Work item: Transcribe every entry that follows, word for word, and omit the images.

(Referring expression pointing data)
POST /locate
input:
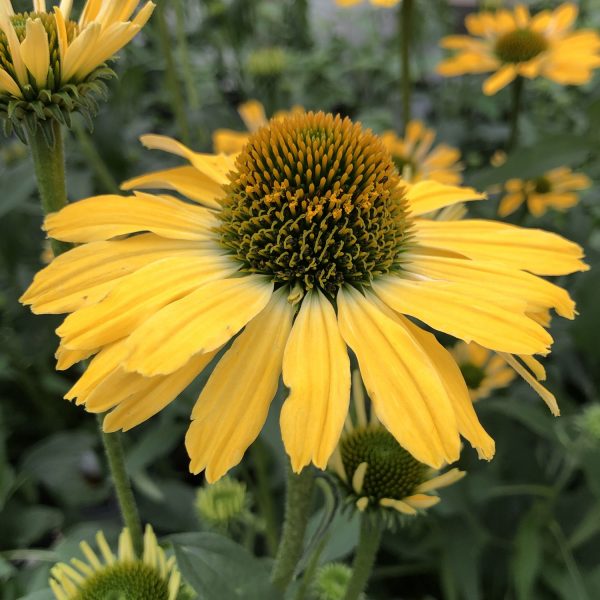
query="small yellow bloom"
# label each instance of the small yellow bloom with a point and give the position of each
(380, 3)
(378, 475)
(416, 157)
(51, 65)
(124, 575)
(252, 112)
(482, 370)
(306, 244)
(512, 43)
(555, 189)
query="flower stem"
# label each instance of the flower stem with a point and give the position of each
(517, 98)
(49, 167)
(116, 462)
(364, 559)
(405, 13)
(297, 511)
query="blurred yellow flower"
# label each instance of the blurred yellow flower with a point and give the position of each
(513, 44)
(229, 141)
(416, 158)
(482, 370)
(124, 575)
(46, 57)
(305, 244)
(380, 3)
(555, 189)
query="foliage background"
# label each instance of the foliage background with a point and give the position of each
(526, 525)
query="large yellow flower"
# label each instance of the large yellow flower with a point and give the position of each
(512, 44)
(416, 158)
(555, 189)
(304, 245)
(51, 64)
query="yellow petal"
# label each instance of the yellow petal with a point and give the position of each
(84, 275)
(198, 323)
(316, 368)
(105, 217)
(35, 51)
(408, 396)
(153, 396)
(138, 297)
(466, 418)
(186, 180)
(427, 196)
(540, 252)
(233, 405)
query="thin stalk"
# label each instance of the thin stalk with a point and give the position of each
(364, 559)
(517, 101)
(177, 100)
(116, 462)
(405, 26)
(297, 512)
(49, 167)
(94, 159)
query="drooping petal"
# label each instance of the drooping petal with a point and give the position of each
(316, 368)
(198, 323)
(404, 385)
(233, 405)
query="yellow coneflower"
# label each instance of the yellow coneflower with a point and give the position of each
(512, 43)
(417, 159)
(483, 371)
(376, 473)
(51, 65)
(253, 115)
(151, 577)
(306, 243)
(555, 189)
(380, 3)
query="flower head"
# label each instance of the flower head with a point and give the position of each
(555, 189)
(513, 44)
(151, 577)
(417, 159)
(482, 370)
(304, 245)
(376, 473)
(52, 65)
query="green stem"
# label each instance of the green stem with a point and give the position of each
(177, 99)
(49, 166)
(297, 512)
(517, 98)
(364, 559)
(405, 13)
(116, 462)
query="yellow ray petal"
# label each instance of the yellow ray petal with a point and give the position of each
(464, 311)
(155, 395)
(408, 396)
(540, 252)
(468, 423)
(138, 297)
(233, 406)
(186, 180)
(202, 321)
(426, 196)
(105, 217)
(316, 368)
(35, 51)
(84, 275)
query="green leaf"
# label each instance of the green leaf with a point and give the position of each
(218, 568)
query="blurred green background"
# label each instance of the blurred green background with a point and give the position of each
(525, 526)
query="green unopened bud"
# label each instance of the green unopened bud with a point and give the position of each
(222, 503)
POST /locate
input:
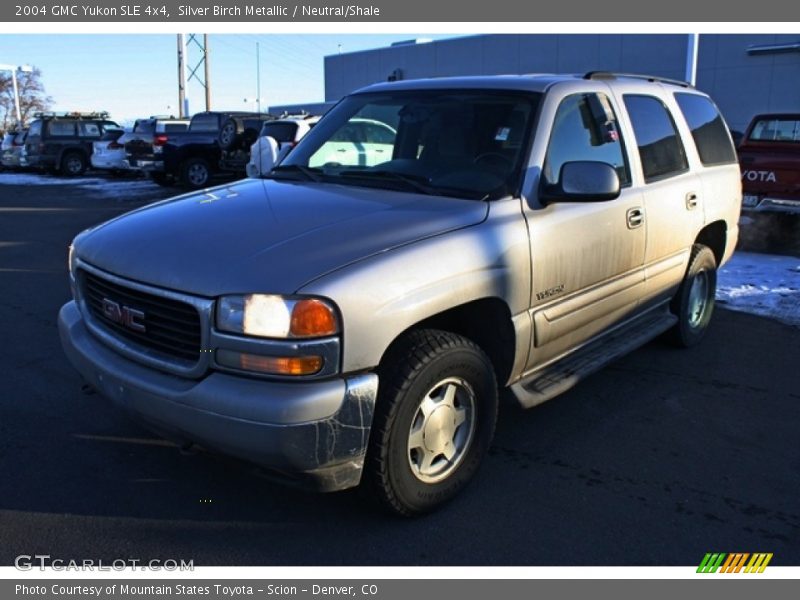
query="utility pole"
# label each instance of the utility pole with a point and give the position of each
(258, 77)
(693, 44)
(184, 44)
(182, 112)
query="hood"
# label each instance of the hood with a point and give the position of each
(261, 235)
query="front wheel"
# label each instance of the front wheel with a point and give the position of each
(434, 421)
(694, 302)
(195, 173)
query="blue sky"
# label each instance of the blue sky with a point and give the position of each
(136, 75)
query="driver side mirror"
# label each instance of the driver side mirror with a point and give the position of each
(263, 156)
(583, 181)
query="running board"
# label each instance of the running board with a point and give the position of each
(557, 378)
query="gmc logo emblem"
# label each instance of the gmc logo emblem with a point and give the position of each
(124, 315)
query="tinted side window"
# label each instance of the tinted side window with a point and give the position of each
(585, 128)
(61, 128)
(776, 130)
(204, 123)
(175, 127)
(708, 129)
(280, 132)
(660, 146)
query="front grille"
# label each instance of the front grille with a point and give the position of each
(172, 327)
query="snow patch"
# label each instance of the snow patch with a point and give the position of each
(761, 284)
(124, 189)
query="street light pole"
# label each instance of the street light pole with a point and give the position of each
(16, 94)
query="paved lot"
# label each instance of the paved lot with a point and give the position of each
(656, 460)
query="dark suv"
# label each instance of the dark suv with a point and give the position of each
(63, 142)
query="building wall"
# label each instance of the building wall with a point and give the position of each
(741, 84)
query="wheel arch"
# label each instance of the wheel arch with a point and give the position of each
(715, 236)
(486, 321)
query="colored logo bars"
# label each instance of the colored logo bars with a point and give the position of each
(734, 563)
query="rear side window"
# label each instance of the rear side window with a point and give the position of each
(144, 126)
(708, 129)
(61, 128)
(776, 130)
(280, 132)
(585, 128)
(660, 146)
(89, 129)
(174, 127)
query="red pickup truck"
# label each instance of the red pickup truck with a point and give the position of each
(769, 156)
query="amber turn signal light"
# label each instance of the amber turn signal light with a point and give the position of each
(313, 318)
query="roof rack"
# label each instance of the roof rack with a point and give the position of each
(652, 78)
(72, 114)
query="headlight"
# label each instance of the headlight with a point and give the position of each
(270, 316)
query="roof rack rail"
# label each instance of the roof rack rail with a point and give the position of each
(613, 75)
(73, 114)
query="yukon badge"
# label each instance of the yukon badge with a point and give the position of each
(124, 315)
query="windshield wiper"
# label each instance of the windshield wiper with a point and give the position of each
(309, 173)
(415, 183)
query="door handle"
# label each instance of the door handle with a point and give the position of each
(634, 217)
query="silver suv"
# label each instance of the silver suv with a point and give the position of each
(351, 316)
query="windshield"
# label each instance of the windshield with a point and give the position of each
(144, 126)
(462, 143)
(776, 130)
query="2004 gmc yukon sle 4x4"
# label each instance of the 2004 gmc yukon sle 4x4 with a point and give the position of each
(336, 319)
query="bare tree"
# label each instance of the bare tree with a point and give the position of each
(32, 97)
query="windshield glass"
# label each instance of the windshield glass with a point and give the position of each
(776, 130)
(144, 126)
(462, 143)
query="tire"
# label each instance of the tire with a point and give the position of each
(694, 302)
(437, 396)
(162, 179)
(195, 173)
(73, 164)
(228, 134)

Result for this task:
POST /locate
input:
query="small yellow bloom"
# label each instance of the small yellow bloom with a point and give the position of each
(380, 3)
(378, 475)
(416, 157)
(51, 65)
(124, 575)
(252, 112)
(482, 370)
(306, 244)
(512, 43)
(555, 189)
query="flower stem"
# label each instance of the flower stem with a point and give the position of each
(517, 98)
(49, 167)
(116, 462)
(364, 559)
(405, 13)
(297, 511)
query="blurred yellow flower"
# label each instance of the blurred yellow flower with a point and give the position of each
(513, 44)
(229, 141)
(416, 158)
(482, 370)
(124, 575)
(46, 57)
(305, 244)
(380, 3)
(555, 189)
query="foliage background"
# label each instance of the foliage background with a point and give the position of each
(526, 525)
query="large yellow flower"
# label each instance of the large yellow flower with a point and give the position of each
(512, 44)
(416, 158)
(555, 189)
(304, 245)
(51, 64)
query="yellow petal"
# label each instance of the yellow petal with a point and give the position of each
(84, 275)
(198, 323)
(316, 368)
(105, 217)
(35, 51)
(408, 396)
(153, 396)
(138, 297)
(466, 418)
(186, 180)
(427, 196)
(540, 252)
(233, 405)
query="thin stalk"
# label each instance of the thin stalk with a point and give the position of each
(364, 559)
(517, 101)
(177, 100)
(116, 462)
(405, 26)
(297, 512)
(49, 167)
(94, 159)
query="drooping petal"
# label each instance of the drooping petal with a point and give the position of each
(316, 368)
(198, 323)
(404, 385)
(233, 405)
query="yellow coneflower"
# label each instance of the yellow coneflower with a point and give the position of each
(512, 43)
(417, 159)
(483, 371)
(376, 473)
(51, 65)
(253, 115)
(151, 577)
(306, 243)
(555, 189)
(380, 3)
query="flower head"
# label each instance of the flower head with a point and give the position of each
(555, 189)
(513, 44)
(151, 577)
(417, 159)
(482, 370)
(304, 245)
(376, 473)
(52, 65)
query="green stem"
# label each instance of the green stem with a point and give the position of each
(177, 99)
(49, 166)
(297, 512)
(517, 98)
(364, 559)
(405, 13)
(116, 462)
query="yellow ray petal"
# label each instance of the yellow ray petal with a point and give the position of each
(464, 311)
(155, 395)
(408, 396)
(540, 252)
(468, 423)
(138, 297)
(233, 406)
(186, 180)
(202, 321)
(426, 196)
(105, 217)
(316, 368)
(35, 51)
(84, 275)
query="green leaf"
# label each instance of the green leaf with a point and give the position of each
(218, 568)
query="blurred green background"
# label each instance of the blurred green background with a point and give the position of each
(525, 526)
query="green unopened bud"
# label each instance of the green unopened bud with a point and give the position of each
(222, 503)
POST /locate
input:
query="utility pole"
# label each instance of the utility pole with a point and give the position of each
(258, 77)
(693, 44)
(184, 44)
(182, 112)
query="hood"
# label each instance of the hood with a point and give the position of each
(261, 235)
query="front wheel"
# label each instance of the front wheel with a point and give the position of each
(434, 421)
(694, 302)
(195, 173)
query="blue sky"
# label each instance of the blue sky with a point and give the position of each
(136, 75)
query="driver side mirror"
# label each instance of the driver side mirror with a point and give the position of each
(263, 156)
(583, 181)
query="running board"
# label each instance of the running board with a point and give the position of each
(557, 378)
query="gmc logo emblem"
# label each instance of the gmc logo emblem with a point and give the position of each
(124, 315)
query="tinted side window"
# label each instance of the tinted side window with a point and give the position of each
(585, 128)
(61, 128)
(776, 130)
(204, 123)
(175, 127)
(708, 129)
(280, 132)
(660, 146)
query="front grille"
# label each instance of the front grille with a point and give the position of each
(172, 327)
query="snow patch"
# label each instance of the snow patch with a point and give the position of each
(761, 284)
(124, 189)
query="street light pole"
# label each instance of the street light pole with a point and give the position of each
(16, 94)
query="paved lot"
# label each instance of the paved lot with a point and give the position of each
(656, 460)
query="dark suv"
# label each instance of the dark suv with a point and give the position of each
(63, 142)
query="building wall"
# label each instance of the building wall with a point and give the position of each
(741, 84)
query="wheel arch"
# label each instance of the wheel arch with a point and give the position of each
(715, 236)
(486, 321)
query="colored logo bars"
# label each instance of the colored logo bars with a point and give the position of each
(734, 563)
query="rear side window"
# label each instance of the rear side window with a point and give the position of each
(144, 126)
(708, 129)
(61, 128)
(776, 130)
(280, 132)
(585, 128)
(660, 146)
(89, 129)
(174, 127)
query="red pickup truck"
# label each instance of the red pickup truck with a point and give the position of each
(769, 156)
query="amber turn signal light"
# label each instance of the amber turn signal light with a point and give the position of each
(313, 318)
query="roof rack"
# label each instance of the roof rack with a point and give the position of each
(652, 78)
(72, 114)
query="headlight"
# label each instance of the headlight with a point and give the position of each
(270, 316)
query="roof rack rail"
# label each instance of the roof rack rail with a point and give the position of each
(613, 75)
(73, 114)
query="yukon badge"
# label each instance of the yukon badge with a point and give the position of each
(124, 315)
query="windshield wiper"
# label each instance of the windshield wiper with a point and give the position of each
(309, 173)
(415, 183)
query="door handle"
# label each instance of the door handle with a point and give the position of each
(634, 217)
query="silver suv"
# label each instance of the silver suv with a point and give the position of each
(351, 316)
query="windshield"
# label each instance of the windshield with a point and give the position of each
(144, 126)
(462, 143)
(776, 130)
query="2004 gmc yukon sle 4x4"
# label each instance of the 2004 gmc yukon sle 4x4 with a point and give the position of each
(336, 319)
query="bare tree"
# label each instance of the bare tree with a point and give the position of each
(32, 97)
query="windshield glass"
# label each instance of the windshield glass with a point and give the position of each
(776, 130)
(144, 126)
(462, 143)
query="tire"
# label each instance of the tire with a point and give the position of each
(694, 302)
(437, 396)
(162, 179)
(195, 173)
(73, 164)
(228, 134)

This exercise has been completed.